U.S. v. Larkin

Citation629 F.3d 177
Decision Date10 December 2010
Docket NumberNo. 09-2619,09-2619
PartiesUNITED STATES of America v. Angela LARKIN, Appellant.
CourtU.S. Court of Appeals — Third Circuit

Anne C. Shapiro, Esquire, Shapiro & Becker, P.C., Lewisburg, PA, for Appellant.

Dennis C. Pfannenschmidt, Esquire, United States Attorney, Middle District of Pennsylvania, Frederick E. Martin, Esquire, Assistant United States Attorney, Williamsport, PA, for Appellee.

Before: SCIRICA and CHAGARES, Circuit Judges, and RODRIGUEZ, *District Judge.

OPINION OF THE COURT

RODRIGUEZ, Senior District Judge.

I. INTRODUCTION

Pursuant to a plea agreement, appellant Angela Larkin 1 entered a plea of guilty to a violation of 18 U.S.C. § 2251(a) for producing child pornography. Larkin's criminal conduct involved, inter alia, the trading of photographs which contained visual depictions of her daughters, then ages two and five, over the internet to known pedophiles.2 The District Court sentenced Larkin to the statutory maximum term of incarceration of three hundred sixty months, to be followed by a life term of supervised release. Larkin appeals her sentence arguing that: (1) the District Court erroneously concluded that visual depictions of B.L. rendered her a "second victim" meriting a two-level sentencing enhancement pursuant to U.S.S.G. § 2G2.1(c)(1) (2003); (2) the government violated the terms of the plea agreement; (3) the District Court's application of a five level upward departure under U.S.S.G. § 5K2.0 violates the ex post facto clause; and (4) the sentence was unreasonable.
---+---
> **Directive a**
Answer these questions about the court opinion:
(i) What decision date does it give?
(ii) Which law firm represented the appellant?
(iii) What term of incarceration did the District Court impose?

Region segmentation data:
---+---
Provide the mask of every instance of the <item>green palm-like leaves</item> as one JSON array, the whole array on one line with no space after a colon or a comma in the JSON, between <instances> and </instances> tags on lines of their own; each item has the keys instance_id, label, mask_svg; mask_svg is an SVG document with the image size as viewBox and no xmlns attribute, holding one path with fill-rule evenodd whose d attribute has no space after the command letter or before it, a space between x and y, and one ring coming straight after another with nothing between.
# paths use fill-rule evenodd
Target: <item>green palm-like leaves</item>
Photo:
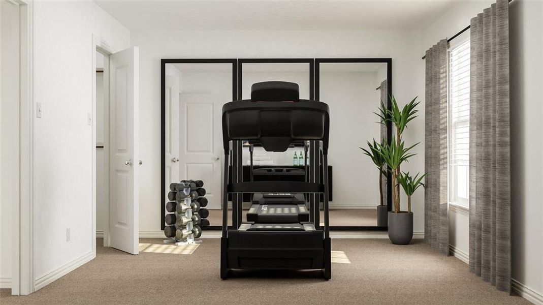
<instances>
[{"instance_id":1,"label":"green palm-like leaves","mask_svg":"<svg viewBox=\"0 0 543 305\"><path fill-rule=\"evenodd\" d=\"M415 177L411 177L409 172L400 173L400 175L398 176L398 183L403 188L403 191L405 192L406 195L410 196L415 192L417 189L420 186L424 186L424 183L422 183L422 181L426 174L424 173L419 177L419 174L420 173L417 173Z\"/></svg>"},{"instance_id":2,"label":"green palm-like leaves","mask_svg":"<svg viewBox=\"0 0 543 305\"><path fill-rule=\"evenodd\" d=\"M399 168L404 161L415 155L415 154L411 153L409 151L418 145L419 143L406 148L403 141L400 141L400 144L398 145L395 139L393 139L390 144L387 143L383 143L383 144L377 144L379 147L379 151L381 152L381 157L388 165L390 170L394 171Z\"/></svg>"},{"instance_id":3,"label":"green palm-like leaves","mask_svg":"<svg viewBox=\"0 0 543 305\"><path fill-rule=\"evenodd\" d=\"M407 123L418 116L415 115L415 114L419 112L419 110L415 109L417 105L420 103L420 102L416 101L418 97L415 97L400 110L396 98L393 95L390 96L391 109L389 110L384 104L384 102L381 101L379 113L374 113L381 118L381 123L384 124L388 121L392 122L397 128L399 133L401 134L407 126Z\"/></svg>"},{"instance_id":4,"label":"green palm-like leaves","mask_svg":"<svg viewBox=\"0 0 543 305\"><path fill-rule=\"evenodd\" d=\"M384 145L384 141L383 140L381 142L381 145ZM369 156L371 159L371 161L373 161L374 164L377 166L377 168L379 170L381 173L383 175L387 175L386 171L384 169L384 165L386 163L384 161L384 159L383 158L383 155L381 153L381 149L379 148L379 144L375 142L375 139L374 139L373 144L370 143L369 141L368 141L368 147L369 150L366 150L362 147L359 147L361 150L364 152L364 154Z\"/></svg>"}]
</instances>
---+---
> **Directive b**
Find each line in the entries above that contains the word "item", and copy those lines out in full.

> **Task solution a**
(i) 10 December 2010
(ii) Shapiro & Becker, P.C.
(iii) Three hundred sixty months

> **Task solution b**
Provide the mask of every instance of the <item>green palm-like leaves</item> as one JSON array, the whole array on one line with no space after a colon or a comma in the JSON, between <instances> and </instances> tags on lines of their own; each item has the keys instance_id, label, mask_svg; mask_svg is an SVG document with the image size as viewBox and no xmlns attribute, holding one path with fill-rule evenodd whose d attribute has no space after the command letter or before it, a space between x and y, and one ring coming straight after another with nothing between.
Target: <item>green palm-like leaves</item>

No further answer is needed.